**THE EXERCISE**.
Can you transcribe every line exactly and leave the pictures behind?

**SUPPLIED RECORDS**.

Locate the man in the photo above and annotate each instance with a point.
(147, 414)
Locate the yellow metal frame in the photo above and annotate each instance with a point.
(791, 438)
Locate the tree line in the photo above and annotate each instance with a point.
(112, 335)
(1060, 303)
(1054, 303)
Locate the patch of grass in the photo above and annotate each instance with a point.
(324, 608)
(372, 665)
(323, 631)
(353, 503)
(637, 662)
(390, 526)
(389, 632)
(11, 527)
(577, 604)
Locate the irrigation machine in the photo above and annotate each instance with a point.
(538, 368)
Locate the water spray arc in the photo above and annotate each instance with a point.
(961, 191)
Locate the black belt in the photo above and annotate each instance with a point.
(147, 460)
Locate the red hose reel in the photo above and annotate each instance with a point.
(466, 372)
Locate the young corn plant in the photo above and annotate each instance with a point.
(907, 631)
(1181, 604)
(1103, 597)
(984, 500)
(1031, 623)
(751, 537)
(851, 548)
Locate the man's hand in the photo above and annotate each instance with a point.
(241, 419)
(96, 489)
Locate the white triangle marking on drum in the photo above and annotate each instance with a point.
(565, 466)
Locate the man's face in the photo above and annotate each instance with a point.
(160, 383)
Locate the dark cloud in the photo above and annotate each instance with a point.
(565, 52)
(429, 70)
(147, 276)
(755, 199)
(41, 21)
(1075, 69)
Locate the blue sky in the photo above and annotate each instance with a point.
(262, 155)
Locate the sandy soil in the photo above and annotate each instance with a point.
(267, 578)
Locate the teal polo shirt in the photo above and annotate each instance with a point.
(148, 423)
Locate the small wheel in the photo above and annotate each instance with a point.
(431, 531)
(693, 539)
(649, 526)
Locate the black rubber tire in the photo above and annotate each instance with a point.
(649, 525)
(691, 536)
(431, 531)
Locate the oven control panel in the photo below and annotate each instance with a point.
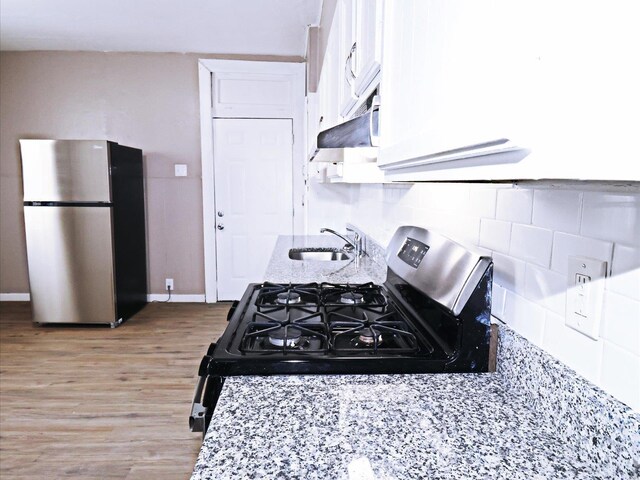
(412, 252)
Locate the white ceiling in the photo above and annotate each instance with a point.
(258, 27)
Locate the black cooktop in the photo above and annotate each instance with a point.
(332, 328)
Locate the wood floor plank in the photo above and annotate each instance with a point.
(94, 402)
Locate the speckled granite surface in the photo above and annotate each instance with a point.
(533, 419)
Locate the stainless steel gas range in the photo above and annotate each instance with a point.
(432, 314)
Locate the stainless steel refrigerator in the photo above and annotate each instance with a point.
(85, 230)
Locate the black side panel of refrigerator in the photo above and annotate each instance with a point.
(129, 232)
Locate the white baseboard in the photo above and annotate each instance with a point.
(175, 298)
(25, 297)
(14, 297)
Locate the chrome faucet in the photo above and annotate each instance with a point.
(354, 245)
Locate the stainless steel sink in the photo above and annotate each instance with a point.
(318, 254)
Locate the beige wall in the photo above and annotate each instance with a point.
(149, 101)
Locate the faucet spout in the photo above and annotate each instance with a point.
(354, 244)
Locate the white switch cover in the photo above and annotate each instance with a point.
(585, 294)
(180, 170)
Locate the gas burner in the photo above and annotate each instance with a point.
(288, 298)
(273, 297)
(279, 337)
(367, 338)
(351, 298)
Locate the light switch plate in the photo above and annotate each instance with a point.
(180, 170)
(585, 295)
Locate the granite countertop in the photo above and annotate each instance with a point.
(532, 419)
(281, 269)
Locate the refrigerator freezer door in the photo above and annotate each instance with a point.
(65, 170)
(70, 255)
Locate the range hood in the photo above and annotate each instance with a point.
(358, 132)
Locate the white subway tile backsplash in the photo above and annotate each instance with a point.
(612, 217)
(620, 374)
(532, 244)
(515, 205)
(497, 301)
(482, 202)
(524, 317)
(625, 271)
(546, 288)
(565, 245)
(572, 348)
(509, 273)
(495, 235)
(557, 210)
(517, 226)
(621, 322)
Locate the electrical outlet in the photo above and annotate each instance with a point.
(585, 294)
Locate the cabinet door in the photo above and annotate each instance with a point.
(557, 78)
(368, 52)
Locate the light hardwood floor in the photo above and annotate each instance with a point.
(95, 402)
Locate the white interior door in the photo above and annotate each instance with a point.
(253, 168)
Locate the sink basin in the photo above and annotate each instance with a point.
(318, 254)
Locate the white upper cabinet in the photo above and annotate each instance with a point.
(488, 90)
(368, 51)
(360, 26)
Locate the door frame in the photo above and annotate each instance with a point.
(206, 69)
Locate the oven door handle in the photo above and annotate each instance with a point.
(232, 310)
(198, 410)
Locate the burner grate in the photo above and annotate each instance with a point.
(363, 297)
(388, 334)
(273, 297)
(267, 333)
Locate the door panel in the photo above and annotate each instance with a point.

**EXERCISE RESULT**.
Locate the man in the photo above and annotate each instance with a point.
(147, 414)
Locate the yellow metal frame in the photo above and annotate each instance with a point.
(791, 438)
Locate the tree line in the photo above and annotate each instance with a point.
(112, 335)
(1060, 303)
(1054, 303)
Locate the patch of grass in the photo above and annotate each instance with a point.
(324, 608)
(372, 665)
(323, 631)
(353, 503)
(637, 662)
(390, 526)
(389, 632)
(11, 527)
(577, 604)
Locate the irrigation machine in the photo above and annotate each instance with a point.
(538, 368)
Locate the water spray arc in the photo above and annotate each instance with a point.
(961, 191)
Locate the black belt in the photo above and annotate each instance with a point.
(147, 460)
Locate the red hose reel in the photo above and annotate each instance with a point.
(466, 372)
Locate the young corn plant in the photo above and annotate each instance with a point.
(907, 631)
(1181, 604)
(1103, 597)
(984, 500)
(1031, 623)
(751, 537)
(851, 548)
Locate the man's hand in the photo above and annotate each instance with a point.
(241, 419)
(96, 489)
Locate the white triangle marking on drum in the photo above and annotate each instance with a point.
(565, 466)
Locate the man's face in the photo above and annotate each instance with a point.
(160, 383)
Locate the dark cloud in the photo above and annotate each instance with a point.
(565, 52)
(429, 70)
(147, 276)
(755, 199)
(41, 21)
(1075, 69)
Locate the blue sky in the photo above and annotate each instance with a point.
(262, 155)
Locate the sandy soil in the photo above and annotate each instance with a point.
(267, 578)
Locate the teal polo shirt in the photo above and annotate each instance with a point.
(148, 423)
Locate the small wheel in the photo above and annotate each instance with a point.
(431, 531)
(693, 539)
(649, 526)
Locate the black rubber tire in the photo above and annotate each instance with a point.
(649, 525)
(691, 536)
(431, 531)
Locate the oven control panel in the photo below and annotate each instance with a point.
(412, 252)
Locate the white ceiling in the photo above and annotate each instance with a point.
(258, 27)
Locate the black cooktop in the photo above and annotate each instance with a point.
(332, 328)
Locate the wood floor plank in the photo above and annotate each instance with a point.
(94, 402)
Locate the speckled granite surface in the photo above and annotate each instance with a point.
(533, 419)
Locate the stainless steel gas range in the photo above and annotate each instance with a point.
(432, 314)
Locate the stainless steel refrigerator in the photo above and annotate each instance with a point.
(85, 230)
Locate the black side panel of refrigerator in the photo above and annotate each instance with a point.
(129, 232)
Locate the white baseboard in the photo above and annotate each instance with a point.
(175, 298)
(25, 297)
(14, 297)
Locate the chrome faucet in the photo above and annotate each instance with a point.
(354, 245)
Locate the stainless steel sink in the photo above and annotate each instance with a point.
(318, 254)
Locate the beige wall in the photo above and annotate each instance with a point.
(149, 101)
Locate the faucet spout in the photo above and annotate each instance with a point.
(354, 244)
Locate the white switch cover in the photo above and annotate each instance with a point.
(585, 294)
(180, 170)
Locate the gas burner in the photo above and annotate each instance with a point.
(288, 298)
(273, 297)
(279, 337)
(367, 338)
(351, 298)
Locate the light switch plate in the photo above and annotate each instance with a point.
(180, 170)
(585, 295)
Locate the granite countertop in the photo above and annotate each instance with a point.
(532, 419)
(281, 269)
Locate the refrigerator freezer door in the photo above and annotate each instance with a point.
(65, 170)
(70, 255)
Locate the range hood in the photo above and annotate each instance with a point.
(358, 132)
Locate the white subway tile backsplash in the photo above and annotate each instance with a point.
(612, 217)
(620, 374)
(532, 244)
(515, 205)
(497, 301)
(482, 202)
(524, 317)
(625, 271)
(546, 288)
(565, 245)
(572, 348)
(509, 273)
(495, 235)
(557, 210)
(517, 226)
(621, 322)
Locate the electrical outlet in the photo above and annotate each instance with a point.
(585, 294)
Locate the cabinet door in the photo above and annotate each instance with a point.
(557, 78)
(368, 52)
Locate the light hardwood floor in the photo above and annotate each instance with a point.
(95, 402)
Locate the white interior door in the photo above and annotate each instance with a point.
(253, 168)
Locate the sink basin in the photo above and annotate each instance with a point.
(318, 254)
Locate the white upper cabinet in the photo above and annotate each instance with a point.
(488, 90)
(368, 51)
(360, 26)
Locate the door frame in the photo above and annotate each instance with a point.
(206, 69)
Locate the oven door handle in the photo above and annotate each instance with a point.
(232, 310)
(198, 410)
Locate the burner grate in the photo above and annotate each instance with a point.
(363, 297)
(388, 334)
(273, 297)
(267, 333)
Locate the door panel in the photo above and annotate each instance with a point.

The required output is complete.